__GIVEN REQUEST__: Start at the line containing "Expected: one point per instance of the distant" and end with the line containing "Target: distant pedestrian". Rewrite those lines, changing "pedestrian" to "cyclist" and leaving everything else as it is.

__INFORMATION SUPPLIED__:
start

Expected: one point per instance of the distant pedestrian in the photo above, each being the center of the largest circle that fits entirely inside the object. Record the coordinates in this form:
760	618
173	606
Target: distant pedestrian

end
start

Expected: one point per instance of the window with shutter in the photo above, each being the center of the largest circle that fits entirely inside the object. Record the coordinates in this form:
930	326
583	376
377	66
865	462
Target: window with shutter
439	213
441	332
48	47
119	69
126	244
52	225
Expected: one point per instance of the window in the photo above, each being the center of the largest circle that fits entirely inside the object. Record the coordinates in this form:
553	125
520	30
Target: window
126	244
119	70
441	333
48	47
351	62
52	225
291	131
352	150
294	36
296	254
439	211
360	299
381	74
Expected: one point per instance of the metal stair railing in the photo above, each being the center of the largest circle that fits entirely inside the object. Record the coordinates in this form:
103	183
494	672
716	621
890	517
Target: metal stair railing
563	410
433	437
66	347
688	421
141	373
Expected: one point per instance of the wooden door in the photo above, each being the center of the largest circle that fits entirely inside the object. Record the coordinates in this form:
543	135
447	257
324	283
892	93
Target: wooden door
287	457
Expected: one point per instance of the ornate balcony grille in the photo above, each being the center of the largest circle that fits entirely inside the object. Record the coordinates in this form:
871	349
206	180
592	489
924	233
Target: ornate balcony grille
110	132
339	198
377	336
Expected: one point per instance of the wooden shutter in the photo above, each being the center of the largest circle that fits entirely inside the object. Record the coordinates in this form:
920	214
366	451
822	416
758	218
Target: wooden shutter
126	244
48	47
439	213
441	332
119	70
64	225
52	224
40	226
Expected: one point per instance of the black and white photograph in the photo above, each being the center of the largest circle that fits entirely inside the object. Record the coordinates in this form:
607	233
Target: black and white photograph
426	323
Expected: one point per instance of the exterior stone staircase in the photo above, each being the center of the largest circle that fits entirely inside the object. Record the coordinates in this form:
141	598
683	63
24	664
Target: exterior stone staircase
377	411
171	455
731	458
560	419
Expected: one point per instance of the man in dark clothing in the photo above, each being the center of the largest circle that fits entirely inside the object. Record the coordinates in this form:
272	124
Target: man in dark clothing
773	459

end
start

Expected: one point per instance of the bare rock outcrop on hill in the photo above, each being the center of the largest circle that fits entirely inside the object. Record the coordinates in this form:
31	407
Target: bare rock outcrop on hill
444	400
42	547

end

__OUTPUT FOR THIS EXERCISE__:
Expected: one point per instance of the distant cyclist in the photo above, each being the center of the largest circle that fits entirely inside the object. Record the coordinates in this form:
760	618
173	606
Target: distant cyclist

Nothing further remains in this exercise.